CHALLENGE
Please rewrite the rows starting at the line containing "Identify every black" and ending at the line containing "[0,357,1083,1092]", replacing "white pole" with "white post" and leaving everything else unchanged.

EXTRACTED INFORMATION
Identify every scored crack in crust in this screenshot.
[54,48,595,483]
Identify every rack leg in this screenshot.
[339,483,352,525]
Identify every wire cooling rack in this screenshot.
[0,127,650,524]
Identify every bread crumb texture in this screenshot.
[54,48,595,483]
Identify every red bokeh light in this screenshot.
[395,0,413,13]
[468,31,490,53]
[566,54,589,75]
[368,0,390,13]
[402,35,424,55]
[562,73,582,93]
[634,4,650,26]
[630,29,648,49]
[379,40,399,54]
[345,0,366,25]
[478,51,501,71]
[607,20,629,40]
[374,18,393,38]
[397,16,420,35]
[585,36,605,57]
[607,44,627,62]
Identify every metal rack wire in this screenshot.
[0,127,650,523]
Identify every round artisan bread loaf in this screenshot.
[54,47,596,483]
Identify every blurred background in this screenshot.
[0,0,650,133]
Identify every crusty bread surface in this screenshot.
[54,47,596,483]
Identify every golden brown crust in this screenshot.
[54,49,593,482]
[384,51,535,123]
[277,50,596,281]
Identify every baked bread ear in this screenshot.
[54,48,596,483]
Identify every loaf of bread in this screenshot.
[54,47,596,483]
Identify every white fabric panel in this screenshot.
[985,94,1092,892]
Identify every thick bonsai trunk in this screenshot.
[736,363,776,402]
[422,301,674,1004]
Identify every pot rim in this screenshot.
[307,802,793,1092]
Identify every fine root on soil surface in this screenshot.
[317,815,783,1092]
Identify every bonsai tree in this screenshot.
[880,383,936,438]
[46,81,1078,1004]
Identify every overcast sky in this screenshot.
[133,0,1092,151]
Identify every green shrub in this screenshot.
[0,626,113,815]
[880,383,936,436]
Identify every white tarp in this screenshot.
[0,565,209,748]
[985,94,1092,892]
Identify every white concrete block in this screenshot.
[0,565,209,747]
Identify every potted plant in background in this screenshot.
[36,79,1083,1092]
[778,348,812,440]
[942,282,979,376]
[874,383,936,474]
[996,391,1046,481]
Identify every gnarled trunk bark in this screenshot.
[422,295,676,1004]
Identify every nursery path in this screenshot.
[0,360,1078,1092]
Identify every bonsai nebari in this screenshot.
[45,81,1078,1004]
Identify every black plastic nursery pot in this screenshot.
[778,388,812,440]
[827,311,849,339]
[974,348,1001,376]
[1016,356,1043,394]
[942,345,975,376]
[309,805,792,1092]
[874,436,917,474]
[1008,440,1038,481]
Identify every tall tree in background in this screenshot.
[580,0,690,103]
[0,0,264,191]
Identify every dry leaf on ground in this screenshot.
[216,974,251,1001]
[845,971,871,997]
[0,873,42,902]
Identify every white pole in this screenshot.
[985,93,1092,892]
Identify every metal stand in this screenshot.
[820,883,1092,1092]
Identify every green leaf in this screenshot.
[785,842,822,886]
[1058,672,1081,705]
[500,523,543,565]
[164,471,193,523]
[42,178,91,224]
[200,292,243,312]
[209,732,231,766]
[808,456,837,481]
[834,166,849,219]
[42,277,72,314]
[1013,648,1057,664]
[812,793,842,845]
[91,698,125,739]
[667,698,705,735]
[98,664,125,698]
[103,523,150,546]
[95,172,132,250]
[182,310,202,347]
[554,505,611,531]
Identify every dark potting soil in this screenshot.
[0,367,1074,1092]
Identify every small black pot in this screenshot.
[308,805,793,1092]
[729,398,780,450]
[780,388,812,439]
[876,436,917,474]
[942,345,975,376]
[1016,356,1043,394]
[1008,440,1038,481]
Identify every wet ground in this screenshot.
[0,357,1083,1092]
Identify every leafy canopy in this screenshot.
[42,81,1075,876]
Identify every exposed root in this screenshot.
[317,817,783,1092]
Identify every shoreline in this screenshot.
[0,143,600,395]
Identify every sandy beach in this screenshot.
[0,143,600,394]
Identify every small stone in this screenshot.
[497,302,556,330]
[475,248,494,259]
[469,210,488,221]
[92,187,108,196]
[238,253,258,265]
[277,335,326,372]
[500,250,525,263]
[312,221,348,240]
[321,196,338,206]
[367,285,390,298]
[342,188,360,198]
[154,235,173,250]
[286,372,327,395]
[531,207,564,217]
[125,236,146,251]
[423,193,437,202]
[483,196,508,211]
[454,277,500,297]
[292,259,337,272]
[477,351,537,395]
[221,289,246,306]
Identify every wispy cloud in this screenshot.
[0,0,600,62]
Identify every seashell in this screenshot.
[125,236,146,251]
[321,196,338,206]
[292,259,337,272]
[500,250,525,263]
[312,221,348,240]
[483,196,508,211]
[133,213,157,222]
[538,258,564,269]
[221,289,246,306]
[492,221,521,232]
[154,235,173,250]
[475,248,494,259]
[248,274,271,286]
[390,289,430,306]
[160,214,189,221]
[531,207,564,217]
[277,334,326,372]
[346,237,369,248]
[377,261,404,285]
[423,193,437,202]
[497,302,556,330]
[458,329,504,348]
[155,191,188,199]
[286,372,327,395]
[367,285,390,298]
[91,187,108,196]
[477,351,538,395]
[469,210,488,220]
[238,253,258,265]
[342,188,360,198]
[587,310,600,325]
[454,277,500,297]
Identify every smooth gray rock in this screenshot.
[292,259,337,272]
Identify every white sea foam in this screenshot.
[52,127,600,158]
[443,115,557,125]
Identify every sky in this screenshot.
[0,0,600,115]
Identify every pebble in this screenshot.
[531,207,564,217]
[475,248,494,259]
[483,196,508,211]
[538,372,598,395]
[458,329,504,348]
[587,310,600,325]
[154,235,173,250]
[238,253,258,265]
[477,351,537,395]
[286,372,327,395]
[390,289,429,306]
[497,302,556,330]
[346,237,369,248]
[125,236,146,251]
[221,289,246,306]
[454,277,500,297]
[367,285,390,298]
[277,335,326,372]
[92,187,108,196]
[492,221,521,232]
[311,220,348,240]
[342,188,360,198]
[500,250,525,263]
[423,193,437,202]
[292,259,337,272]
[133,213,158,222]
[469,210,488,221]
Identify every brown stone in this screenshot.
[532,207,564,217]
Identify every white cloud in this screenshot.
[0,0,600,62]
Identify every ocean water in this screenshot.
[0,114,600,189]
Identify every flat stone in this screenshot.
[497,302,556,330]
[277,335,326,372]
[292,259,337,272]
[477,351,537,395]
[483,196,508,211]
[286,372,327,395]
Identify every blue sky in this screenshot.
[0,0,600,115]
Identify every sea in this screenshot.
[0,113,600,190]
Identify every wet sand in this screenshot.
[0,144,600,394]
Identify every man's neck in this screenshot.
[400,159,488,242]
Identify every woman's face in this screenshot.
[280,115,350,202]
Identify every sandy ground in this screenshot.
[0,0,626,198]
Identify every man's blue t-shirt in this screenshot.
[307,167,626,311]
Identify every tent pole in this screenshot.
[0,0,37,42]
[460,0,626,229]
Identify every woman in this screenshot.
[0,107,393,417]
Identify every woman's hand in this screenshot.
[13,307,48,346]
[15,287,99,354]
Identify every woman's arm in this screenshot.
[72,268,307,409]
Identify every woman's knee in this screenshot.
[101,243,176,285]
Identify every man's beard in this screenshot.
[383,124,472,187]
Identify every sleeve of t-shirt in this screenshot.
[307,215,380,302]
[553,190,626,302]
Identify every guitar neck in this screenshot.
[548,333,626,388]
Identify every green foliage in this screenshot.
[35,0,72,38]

RESPONSE BELOW
Identify every black plastic nursery pot in this screenshot.
[778,388,812,440]
[827,311,849,339]
[974,348,1001,376]
[1016,356,1043,394]
[942,345,975,376]
[309,805,792,1092]
[874,436,917,474]
[1008,440,1038,481]
Identify every tall tree in background in this screenshot.
[580,0,690,103]
[0,0,264,191]
Identify every dry leaf on ground in this screenshot.
[216,974,251,1001]
[845,971,871,997]
[0,873,42,902]
Identify every white post in this screenshot.
[985,93,1092,892]
Identify every metal stand in this screenshot.
[820,883,1092,1092]
Identify every green leaf in this screenshot.
[785,842,822,886]
[1058,672,1081,705]
[500,523,543,565]
[164,471,193,523]
[42,178,91,224]
[200,292,243,312]
[209,732,231,766]
[808,456,837,481]
[834,166,849,219]
[42,277,72,314]
[1013,648,1057,664]
[812,793,842,845]
[91,698,125,739]
[667,698,705,735]
[98,664,125,698]
[103,523,150,546]
[95,172,132,250]
[182,310,202,347]
[554,505,611,531]
Identify every dark potting soil in this screenshot.
[0,367,1074,1092]
Identify every small black pot in this screenshot.
[308,805,793,1092]
[729,398,780,450]
[780,388,812,439]
[876,436,917,474]
[942,345,975,376]
[1016,356,1043,394]
[1008,440,1038,481]
Identify every wet ground in this screenshot.
[0,357,1083,1092]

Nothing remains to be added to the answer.